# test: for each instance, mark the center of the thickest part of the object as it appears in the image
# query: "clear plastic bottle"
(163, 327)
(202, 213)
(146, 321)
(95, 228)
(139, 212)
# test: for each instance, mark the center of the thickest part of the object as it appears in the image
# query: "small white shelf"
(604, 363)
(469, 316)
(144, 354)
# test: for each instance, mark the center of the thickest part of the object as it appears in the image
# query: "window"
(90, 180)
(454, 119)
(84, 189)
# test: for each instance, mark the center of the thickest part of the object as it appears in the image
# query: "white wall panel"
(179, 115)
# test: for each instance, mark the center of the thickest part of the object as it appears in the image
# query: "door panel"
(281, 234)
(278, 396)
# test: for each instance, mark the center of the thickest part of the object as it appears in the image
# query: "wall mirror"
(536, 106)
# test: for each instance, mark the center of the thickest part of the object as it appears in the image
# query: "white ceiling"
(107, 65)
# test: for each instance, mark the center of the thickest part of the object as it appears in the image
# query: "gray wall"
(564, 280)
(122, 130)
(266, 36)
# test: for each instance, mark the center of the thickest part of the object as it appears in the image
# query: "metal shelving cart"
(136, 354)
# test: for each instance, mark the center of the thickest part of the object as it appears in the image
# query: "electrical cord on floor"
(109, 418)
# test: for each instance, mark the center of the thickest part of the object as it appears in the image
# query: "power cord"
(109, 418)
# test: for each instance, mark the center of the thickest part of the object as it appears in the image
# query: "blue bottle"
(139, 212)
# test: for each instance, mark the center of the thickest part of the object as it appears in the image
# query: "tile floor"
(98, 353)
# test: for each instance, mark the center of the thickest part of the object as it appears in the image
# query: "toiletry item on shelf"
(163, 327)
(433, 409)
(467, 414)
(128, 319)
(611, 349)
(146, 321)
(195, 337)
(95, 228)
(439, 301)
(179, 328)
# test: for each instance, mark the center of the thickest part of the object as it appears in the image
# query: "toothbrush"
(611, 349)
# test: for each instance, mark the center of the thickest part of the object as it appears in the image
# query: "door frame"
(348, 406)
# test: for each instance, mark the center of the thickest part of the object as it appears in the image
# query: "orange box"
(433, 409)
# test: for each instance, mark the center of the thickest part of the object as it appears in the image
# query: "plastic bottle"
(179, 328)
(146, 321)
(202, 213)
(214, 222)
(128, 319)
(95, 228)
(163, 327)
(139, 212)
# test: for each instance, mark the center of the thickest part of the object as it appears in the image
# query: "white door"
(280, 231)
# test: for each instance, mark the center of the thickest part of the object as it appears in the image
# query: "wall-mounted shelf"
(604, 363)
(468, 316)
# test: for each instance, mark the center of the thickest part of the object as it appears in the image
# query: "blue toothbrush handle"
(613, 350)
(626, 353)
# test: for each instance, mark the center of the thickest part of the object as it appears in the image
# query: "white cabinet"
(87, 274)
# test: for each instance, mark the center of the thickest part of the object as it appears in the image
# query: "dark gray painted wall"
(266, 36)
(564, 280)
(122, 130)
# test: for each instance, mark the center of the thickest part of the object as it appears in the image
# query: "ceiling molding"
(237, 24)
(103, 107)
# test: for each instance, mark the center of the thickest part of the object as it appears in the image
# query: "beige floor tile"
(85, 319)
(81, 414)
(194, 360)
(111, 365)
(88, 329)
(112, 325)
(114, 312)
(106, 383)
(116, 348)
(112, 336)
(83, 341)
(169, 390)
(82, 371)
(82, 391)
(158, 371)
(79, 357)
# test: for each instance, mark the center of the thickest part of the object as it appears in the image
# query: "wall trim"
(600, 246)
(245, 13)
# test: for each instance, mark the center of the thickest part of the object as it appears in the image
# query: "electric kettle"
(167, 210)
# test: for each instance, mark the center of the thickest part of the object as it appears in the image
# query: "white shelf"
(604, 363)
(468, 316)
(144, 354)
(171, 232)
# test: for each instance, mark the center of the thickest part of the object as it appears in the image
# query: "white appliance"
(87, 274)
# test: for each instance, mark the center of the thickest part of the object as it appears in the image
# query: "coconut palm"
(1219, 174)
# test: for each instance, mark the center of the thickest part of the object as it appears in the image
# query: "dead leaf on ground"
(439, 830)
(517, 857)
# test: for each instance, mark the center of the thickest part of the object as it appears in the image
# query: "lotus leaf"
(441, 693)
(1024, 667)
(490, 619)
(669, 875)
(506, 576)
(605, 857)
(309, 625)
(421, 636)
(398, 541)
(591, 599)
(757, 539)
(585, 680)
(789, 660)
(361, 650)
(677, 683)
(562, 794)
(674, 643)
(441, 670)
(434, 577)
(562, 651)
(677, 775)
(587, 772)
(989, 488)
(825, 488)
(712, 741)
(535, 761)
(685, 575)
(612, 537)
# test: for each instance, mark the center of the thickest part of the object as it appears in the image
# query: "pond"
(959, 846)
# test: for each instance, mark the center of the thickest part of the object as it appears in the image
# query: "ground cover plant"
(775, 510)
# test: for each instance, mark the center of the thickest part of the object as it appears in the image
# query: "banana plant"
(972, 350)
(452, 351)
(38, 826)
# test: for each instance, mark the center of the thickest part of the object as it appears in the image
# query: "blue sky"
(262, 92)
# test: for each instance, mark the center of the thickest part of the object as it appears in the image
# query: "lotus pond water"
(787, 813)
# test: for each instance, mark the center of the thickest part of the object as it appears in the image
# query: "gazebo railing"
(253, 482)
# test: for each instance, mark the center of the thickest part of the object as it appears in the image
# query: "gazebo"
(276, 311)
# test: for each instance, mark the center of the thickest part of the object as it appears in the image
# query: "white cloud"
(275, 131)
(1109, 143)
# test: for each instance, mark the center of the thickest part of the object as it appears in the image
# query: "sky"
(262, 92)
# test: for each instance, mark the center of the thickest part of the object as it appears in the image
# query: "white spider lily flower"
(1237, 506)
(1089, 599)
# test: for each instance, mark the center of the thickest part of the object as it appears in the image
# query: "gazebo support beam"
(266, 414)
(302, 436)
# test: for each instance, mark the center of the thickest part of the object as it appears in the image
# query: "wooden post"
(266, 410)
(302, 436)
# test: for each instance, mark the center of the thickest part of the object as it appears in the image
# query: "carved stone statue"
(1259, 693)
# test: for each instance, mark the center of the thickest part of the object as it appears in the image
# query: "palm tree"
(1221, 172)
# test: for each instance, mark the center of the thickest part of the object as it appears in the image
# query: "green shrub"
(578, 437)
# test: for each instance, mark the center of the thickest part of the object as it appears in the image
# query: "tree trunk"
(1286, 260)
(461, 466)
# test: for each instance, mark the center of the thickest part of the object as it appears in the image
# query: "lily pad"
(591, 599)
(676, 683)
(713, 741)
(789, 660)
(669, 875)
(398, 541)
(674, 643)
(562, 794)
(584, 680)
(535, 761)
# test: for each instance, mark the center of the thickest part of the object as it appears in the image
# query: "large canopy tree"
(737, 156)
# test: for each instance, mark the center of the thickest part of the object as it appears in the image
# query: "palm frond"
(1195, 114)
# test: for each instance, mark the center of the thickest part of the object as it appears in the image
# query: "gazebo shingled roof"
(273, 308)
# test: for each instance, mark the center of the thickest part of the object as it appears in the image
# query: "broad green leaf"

^^^^^^^^

Every record above needs to be repeated word for word.

# test: for each instance, mark the center of the thickest part of the object as it appears in the image
# query: "clear plastic bottle"
(163, 327)
(202, 213)
(146, 321)
(95, 228)
(139, 212)
# test: for each instance, mark the center of the thickest part of the object as it appears in the image
# query: "small white shelf"
(604, 363)
(469, 316)
(144, 354)
# test: for each instance, mark the center of the thickest part of the object as it appears in the image
# query: "window"
(90, 180)
(454, 119)
(84, 189)
# test: for each instance, mark the center of the thickest part of the object as it appears in the image
# query: "white wall panel"
(179, 115)
# test: for each instance, mark the center of the thickest part of the object as it appears in the image
# query: "door panel"
(281, 234)
(278, 396)
# test: for each instance, mark the center of the thickest part of the object as it appears in the image
# query: "wall mirror"
(536, 106)
# test: for each instance, mark the center of the thickest part of the object as it appears in the image
# query: "white ceiling"
(107, 65)
# test: for each instance, mark the center of the thickest part of the object as it appears in the image
# query: "gray wall"
(564, 280)
(122, 130)
(266, 36)
# test: for each instance, mark the center of the thickest part of the object as it appears in the image
# query: "metal shelving cart"
(136, 354)
# test: for each instance, mark the center of the thickest part of the object as it appears in the image
# query: "electrical cord on floor"
(109, 418)
# test: for each instance, mark the center of the thickest part of the object as it appears in the image
# query: "power cord"
(109, 418)
# test: for each instance, mark the center of the thickest part of the object as it appears in the image
# query: "blue bottle"
(139, 212)
# test: for each instance, mark the center of the thickest part of the object as it appears in the image
# query: "tile floor"
(98, 353)
# test: for each instance, mark the center of the thickest part of the object as it appears in the image
# query: "toiletry item on shelf"
(163, 327)
(433, 409)
(467, 414)
(128, 319)
(611, 349)
(146, 321)
(195, 337)
(95, 228)
(439, 301)
(179, 328)
# test: for each instance, mark the center of the thickest part of the object as it appears in the image
# query: "toothbrush"
(611, 349)
# test: for each instance, mark the center of the thickest part of the object as it appears in the image
# query: "door frame"
(348, 406)
# test: for each instance, mark the center of the thickest part of the object as it appears in the image
# query: "orange box"
(433, 409)
# test: for each instance, mark the center of the thickest part of the object as it appears in the image
# query: "plastic bottle"
(179, 328)
(146, 321)
(202, 213)
(214, 222)
(128, 319)
(95, 228)
(163, 327)
(139, 212)
# test: for each instance, mark the center of the thickest part of the object as it appears in the image
# query: "white door"
(280, 231)
# test: for each instance, mark the center of the thickest part of the object as it appears in the image
# query: "wall-mounted shelf"
(604, 363)
(468, 316)
# test: for each instance, mark the center of the thickest part of the object as it appears in the image
# query: "blue toothbrush handle"
(613, 350)
(626, 353)
# test: for each instance, mark the center of the thickest part of the object as it appears in the image
# query: "white cabinet"
(87, 274)
# test: for each instance, mark the center of the thickest part of the object as it appears in the image
# query: "dark gray painted wall"
(266, 36)
(564, 280)
(122, 130)
# test: for each instance, mark the center of the thickest part of the object as it appears in the image
# query: "ceiling molding"
(237, 24)
(103, 107)
# test: for each instance, mark the center of the thickest part of the object as it appears in the image
# query: "beige floor tile"
(85, 319)
(81, 414)
(194, 360)
(111, 365)
(88, 329)
(112, 325)
(114, 312)
(106, 383)
(116, 348)
(112, 336)
(83, 341)
(169, 390)
(82, 371)
(82, 391)
(158, 371)
(79, 357)
# test: for each instance, mark the center of the thickest part of the object as it appears in the image
# query: "wall trim"
(600, 246)
(245, 13)
# test: for each instance, mark the center of the thickest part of the object as it appears in the image
# query: "electric kettle"
(167, 210)
# test: for each instance, mark the center of the thickest part of the object as it appears in the image
# query: "white shelf"
(604, 363)
(468, 316)
(144, 354)
(171, 232)
# test: for each instance, mark the center of the thickest part of the object as it appears in the image
# query: "white appliance"
(87, 274)
# test: for each instance, mark the center of the thickest part of the object as it appears in the image
# query: "coconut palm"
(1219, 174)
# test: for each instance, mark the center of the thickest part of the object as it appears in the image
# query: "dead leaf on ground"
(439, 830)
(517, 857)
# test: for each instance, mark the center of the thickest part of the object as it appears in the image
# query: "lotus leaf"
(441, 693)
(1024, 667)
(490, 619)
(669, 875)
(506, 576)
(605, 857)
(309, 625)
(421, 636)
(398, 541)
(591, 599)
(757, 539)
(585, 680)
(789, 660)
(361, 650)
(677, 683)
(562, 794)
(674, 643)
(441, 670)
(434, 577)
(562, 651)
(677, 775)
(587, 772)
(989, 488)
(825, 488)
(712, 741)
(535, 761)
(685, 575)
(612, 537)
# test: for each instance, mark the center of the thickest part of the object as it appears in the image
# query: "pond"
(959, 846)
# test: for each instance, mark the center of the thickest part of the object as it appears in the image
# query: "ground cover plant"
(775, 510)
# test: for each instance, mark the center of the thickest part of the object as it appears in the image
# query: "banana plant"
(972, 350)
(452, 351)
(38, 826)
# test: for each instance, mark the center of the thickest part of the object as it appears in the image
# query: "blue sky"
(262, 92)
# test: for each instance, mark the center of the thickest part of the object as it appears in the image
# query: "lotus pond water"
(787, 813)
# test: for each instance, mark the center of the thickest part of the object as it appears in the image
# query: "gazebo railing"
(253, 482)
# test: for each instance, mark the center of the thickest part of the object as it appears in the image
# query: "gazebo"
(276, 311)
# test: for each instance, mark the center of the thickest part of the object as it appears in the image
# query: "white cloud"
(275, 131)
(1109, 143)
# test: for each instance, mark the center of the thickest part of the object as it appears in the image
# query: "sky"
(262, 92)
# test: for each instance, mark the center of the thickest part of the object as it appears in the image
# query: "white spider lily flower"
(1237, 506)
(1089, 599)
# test: for each instance, mark the center of the thickest part of the object as it appears in the image
# query: "gazebo support beam"
(266, 414)
(302, 436)
# test: for each instance, mark the center of the thickest part of the object as it appears in the image
# query: "wooden post"
(266, 410)
(302, 436)
# test: for each instance, mark the center of the thickest part of the object as it appears in the image
# query: "carved stone statue"
(1259, 693)
# test: for each instance, mark the center of the thickest part of the object as it appears in the image
# query: "palm tree"
(1221, 172)
# test: for each instance, mark the center of the thickest part of the object as it appears in the image
# query: "green shrub"
(578, 437)
# test: for each instance, mark the center of the thickest part of the object as it appears in the image
# query: "tree trunk"
(1286, 260)
(461, 466)
# test: for each instance, mark the center of the thickest part of the object as it appears in the image
# query: "lily pad"
(591, 599)
(676, 683)
(713, 741)
(789, 660)
(669, 875)
(398, 541)
(674, 643)
(562, 794)
(584, 680)
(535, 761)
# test: for each instance, mark the center of the thickest part of the object as it appears in the image
# query: "large canopy tree"
(737, 156)
# test: for each instance, mark the center of the thickest part of the object as it appears in the image
# query: "palm frond"
(1195, 114)
# test: for each instance, mark the center of the thickest part of the object as it appears in the image
# query: "gazebo shingled roof"
(273, 308)
# test: for each instance, mark the center of the thickest part of the object as it appears in the image
# query: "broad green leaf"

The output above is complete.